*PROBLEMS TO SOLVE*
[1] Decide whether each statement, (a) to (c), agrees with the ICBC press release below, answering yes or no and quoting the words from the release that decide it.
(a) ICBC is owned by the province.
(b) In 2014, ICBC's investigation units advanced charges against 131 defendants.
(c) The DNA match came from residue on the passenger-side airbag.
[2] Please answer these questions using the ICBC press release below, one answer per line, marked like the questions.
(a) From whom must all vehicle owners in B.C. purchase basic coverage?
(b) What average yearly conviction rate does ICBC report maintaining?
(c) How many vehicles were involved in the crash the prohibited driver was in?

*EXTRACT*
In a press release, ICBC published its top auto claims fraud files from 2014.

Testing of an airbag revealed a DNA match to a driver, insured by Insurance Corporation of British Columbia, who was prohibited from driving and claimed his vehicle had been stolen.

ICBC, which is owned by the province, is the carrier from whom all vehicle owners in B.C. must purchase basic coverage.

“In 2014, ICBC’s two special investigation units advanced 131 charges to Crown counsel against 100 defendants, maintaining our average conviction rate of approximately 90 per cent per year,” ICBC noted Jan. 29. “While it’s difficult to accurately calculate the extent of fraudulent activities, ICBC estimates 10 to 15 per cent of insurance claims contain an element of fraud or exaggeration, consistent with industry estimates.”

One customer “who was prohibited from driving claimed his vehicle had been stolen at the time it was involved in a three-vehicle crash,” ICBC stated. “Forensic testing of residue on the vehicle’s driver-side airbag revealed a DNA match to the customer and proved he was in fact the driver at the time of the crash.”

*Items listed in a dataset*
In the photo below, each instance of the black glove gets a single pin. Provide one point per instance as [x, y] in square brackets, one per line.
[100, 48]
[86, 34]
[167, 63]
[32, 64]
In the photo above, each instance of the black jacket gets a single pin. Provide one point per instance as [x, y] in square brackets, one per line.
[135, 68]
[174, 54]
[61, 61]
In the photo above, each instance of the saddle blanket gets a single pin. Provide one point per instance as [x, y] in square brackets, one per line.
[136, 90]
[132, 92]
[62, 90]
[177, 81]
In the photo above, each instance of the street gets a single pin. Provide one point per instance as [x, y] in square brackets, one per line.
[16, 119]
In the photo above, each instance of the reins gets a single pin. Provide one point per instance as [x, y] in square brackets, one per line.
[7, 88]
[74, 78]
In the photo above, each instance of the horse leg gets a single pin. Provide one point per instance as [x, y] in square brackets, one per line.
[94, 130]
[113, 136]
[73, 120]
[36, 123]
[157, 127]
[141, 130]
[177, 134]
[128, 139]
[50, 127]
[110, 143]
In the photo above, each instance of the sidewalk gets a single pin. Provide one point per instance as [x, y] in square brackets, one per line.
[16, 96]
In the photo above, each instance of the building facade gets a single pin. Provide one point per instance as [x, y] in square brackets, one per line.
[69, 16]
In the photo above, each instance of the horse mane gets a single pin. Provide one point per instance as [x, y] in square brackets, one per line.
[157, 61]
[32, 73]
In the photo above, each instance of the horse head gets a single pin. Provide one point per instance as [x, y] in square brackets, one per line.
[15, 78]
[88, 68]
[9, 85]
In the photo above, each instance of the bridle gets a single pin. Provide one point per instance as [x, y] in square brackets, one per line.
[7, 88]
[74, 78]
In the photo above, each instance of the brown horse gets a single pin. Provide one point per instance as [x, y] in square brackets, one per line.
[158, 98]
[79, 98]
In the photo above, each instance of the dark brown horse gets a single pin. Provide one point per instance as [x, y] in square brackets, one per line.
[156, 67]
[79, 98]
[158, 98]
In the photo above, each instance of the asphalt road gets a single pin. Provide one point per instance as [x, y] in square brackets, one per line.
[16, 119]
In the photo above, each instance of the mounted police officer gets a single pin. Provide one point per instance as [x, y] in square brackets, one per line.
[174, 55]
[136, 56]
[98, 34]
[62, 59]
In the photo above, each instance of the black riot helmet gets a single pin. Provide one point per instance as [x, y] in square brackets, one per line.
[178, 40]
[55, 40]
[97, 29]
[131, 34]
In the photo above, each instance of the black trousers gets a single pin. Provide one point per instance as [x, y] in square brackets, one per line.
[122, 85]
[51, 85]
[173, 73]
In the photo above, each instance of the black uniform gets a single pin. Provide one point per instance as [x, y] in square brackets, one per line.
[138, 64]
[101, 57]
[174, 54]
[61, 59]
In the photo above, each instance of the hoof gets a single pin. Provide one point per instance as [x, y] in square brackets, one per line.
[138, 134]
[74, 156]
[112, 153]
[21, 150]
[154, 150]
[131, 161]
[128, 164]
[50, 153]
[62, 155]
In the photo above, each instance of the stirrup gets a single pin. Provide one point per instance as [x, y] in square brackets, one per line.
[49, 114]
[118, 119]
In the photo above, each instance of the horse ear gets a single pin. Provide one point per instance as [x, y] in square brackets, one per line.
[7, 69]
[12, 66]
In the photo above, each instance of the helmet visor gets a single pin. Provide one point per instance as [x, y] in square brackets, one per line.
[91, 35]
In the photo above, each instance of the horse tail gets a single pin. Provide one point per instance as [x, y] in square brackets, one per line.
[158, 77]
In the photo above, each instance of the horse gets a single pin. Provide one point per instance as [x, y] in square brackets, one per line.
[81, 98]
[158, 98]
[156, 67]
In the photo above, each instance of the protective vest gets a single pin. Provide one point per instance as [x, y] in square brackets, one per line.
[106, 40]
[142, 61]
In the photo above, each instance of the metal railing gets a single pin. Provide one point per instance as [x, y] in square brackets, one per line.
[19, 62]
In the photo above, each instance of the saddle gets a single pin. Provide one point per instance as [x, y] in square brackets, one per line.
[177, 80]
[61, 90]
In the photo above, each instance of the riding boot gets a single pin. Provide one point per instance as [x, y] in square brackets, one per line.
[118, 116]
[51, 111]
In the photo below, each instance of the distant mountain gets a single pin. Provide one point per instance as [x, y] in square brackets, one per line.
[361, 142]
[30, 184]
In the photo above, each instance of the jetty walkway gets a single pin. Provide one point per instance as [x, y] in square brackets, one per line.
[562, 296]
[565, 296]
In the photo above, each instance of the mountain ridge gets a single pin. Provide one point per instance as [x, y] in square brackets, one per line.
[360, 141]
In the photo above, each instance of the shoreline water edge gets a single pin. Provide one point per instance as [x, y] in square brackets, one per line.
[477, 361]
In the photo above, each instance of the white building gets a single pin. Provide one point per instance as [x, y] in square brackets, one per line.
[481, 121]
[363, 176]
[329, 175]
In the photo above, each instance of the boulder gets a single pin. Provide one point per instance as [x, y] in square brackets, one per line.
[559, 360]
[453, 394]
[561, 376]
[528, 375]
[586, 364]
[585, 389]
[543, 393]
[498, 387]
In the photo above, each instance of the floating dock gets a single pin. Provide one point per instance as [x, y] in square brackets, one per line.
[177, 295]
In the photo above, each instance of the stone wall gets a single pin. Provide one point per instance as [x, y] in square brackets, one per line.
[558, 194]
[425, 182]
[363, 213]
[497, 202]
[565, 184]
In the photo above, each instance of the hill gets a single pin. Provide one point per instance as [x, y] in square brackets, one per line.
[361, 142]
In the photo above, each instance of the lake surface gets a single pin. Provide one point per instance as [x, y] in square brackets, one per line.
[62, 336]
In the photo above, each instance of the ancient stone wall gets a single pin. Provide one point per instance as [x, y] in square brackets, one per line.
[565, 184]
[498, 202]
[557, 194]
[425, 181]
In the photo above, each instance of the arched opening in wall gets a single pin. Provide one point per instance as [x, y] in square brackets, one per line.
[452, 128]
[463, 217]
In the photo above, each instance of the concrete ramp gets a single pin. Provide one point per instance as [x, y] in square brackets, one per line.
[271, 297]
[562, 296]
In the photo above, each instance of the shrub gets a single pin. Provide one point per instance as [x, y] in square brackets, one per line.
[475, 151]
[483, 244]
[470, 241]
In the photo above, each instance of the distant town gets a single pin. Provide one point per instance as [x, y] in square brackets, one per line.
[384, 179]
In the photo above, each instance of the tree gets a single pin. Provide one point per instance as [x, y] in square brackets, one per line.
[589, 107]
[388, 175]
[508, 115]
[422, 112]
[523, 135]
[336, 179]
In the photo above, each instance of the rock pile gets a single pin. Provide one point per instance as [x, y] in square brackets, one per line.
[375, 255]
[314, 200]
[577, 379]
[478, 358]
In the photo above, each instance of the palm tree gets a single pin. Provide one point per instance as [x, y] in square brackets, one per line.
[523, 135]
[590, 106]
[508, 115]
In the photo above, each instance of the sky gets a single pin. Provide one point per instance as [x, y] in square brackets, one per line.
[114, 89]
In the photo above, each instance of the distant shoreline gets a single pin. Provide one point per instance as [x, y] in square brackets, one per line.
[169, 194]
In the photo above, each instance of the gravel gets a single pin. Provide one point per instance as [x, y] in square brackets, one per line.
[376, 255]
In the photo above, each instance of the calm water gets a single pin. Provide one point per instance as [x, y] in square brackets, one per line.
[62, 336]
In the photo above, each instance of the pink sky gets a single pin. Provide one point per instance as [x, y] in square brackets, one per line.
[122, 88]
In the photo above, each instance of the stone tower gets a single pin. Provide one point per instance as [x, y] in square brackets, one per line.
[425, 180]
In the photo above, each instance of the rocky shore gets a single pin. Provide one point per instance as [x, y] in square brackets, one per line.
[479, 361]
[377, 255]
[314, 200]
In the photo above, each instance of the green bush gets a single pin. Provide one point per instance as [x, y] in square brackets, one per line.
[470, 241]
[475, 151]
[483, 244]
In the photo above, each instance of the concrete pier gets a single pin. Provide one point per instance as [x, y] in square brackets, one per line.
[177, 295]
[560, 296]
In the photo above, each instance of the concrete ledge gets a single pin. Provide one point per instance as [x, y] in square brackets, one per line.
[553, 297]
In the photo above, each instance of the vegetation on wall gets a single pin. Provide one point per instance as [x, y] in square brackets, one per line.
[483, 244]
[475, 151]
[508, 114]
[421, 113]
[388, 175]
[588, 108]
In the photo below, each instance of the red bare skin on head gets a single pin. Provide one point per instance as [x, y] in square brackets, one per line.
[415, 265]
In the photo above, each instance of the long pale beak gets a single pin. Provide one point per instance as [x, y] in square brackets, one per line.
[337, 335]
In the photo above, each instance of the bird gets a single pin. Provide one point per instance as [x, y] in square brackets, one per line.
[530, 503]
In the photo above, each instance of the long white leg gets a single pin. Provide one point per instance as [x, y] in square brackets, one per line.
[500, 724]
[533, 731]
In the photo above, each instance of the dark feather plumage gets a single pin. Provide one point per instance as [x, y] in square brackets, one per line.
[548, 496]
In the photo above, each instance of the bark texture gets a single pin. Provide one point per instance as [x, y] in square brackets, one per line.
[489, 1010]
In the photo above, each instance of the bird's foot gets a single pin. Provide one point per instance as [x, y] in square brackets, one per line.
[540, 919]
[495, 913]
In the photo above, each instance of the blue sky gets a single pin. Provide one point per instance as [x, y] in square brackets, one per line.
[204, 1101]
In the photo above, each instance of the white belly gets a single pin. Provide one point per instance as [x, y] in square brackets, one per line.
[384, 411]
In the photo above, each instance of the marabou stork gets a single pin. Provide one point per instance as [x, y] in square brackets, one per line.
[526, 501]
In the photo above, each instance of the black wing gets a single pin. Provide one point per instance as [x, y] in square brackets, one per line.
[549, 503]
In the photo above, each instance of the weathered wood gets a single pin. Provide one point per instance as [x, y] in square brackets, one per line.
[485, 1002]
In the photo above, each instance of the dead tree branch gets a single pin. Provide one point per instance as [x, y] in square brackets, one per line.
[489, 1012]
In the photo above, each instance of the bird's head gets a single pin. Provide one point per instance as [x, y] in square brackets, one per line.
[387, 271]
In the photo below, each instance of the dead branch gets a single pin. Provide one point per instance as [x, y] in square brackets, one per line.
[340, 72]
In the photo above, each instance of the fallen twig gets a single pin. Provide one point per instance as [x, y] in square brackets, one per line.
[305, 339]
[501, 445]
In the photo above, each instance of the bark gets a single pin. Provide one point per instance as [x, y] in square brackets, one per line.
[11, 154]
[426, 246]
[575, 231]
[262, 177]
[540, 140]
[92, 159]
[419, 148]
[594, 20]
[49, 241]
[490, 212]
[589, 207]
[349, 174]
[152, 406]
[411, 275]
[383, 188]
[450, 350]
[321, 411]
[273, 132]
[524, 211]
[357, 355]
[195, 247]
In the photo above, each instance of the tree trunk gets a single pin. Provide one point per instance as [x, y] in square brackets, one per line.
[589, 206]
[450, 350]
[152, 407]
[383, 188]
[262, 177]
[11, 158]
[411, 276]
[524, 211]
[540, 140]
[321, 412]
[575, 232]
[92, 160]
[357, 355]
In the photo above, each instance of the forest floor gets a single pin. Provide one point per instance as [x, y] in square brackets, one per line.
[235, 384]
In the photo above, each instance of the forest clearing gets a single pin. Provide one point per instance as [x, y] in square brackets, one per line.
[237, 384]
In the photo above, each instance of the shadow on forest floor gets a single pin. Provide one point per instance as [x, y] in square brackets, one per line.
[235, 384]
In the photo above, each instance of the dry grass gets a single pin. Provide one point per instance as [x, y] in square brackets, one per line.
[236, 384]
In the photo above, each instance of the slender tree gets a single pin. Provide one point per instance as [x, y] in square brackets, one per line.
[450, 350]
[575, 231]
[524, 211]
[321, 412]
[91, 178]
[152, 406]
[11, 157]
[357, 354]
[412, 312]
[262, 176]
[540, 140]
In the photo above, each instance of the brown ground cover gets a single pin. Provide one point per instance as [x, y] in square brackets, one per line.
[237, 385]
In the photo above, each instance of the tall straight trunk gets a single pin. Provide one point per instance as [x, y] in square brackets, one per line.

*YOUR RESPONSES*
[1]
(a) Yes: "ICBC, which is owned by the province"
(b) No: "advanced 131 charges to Crown counsel against 100 defendants"
(c) No: "driver-side airbag"

[2]
(a) ICBC
(b) Approximately 90 per cent
(c) Three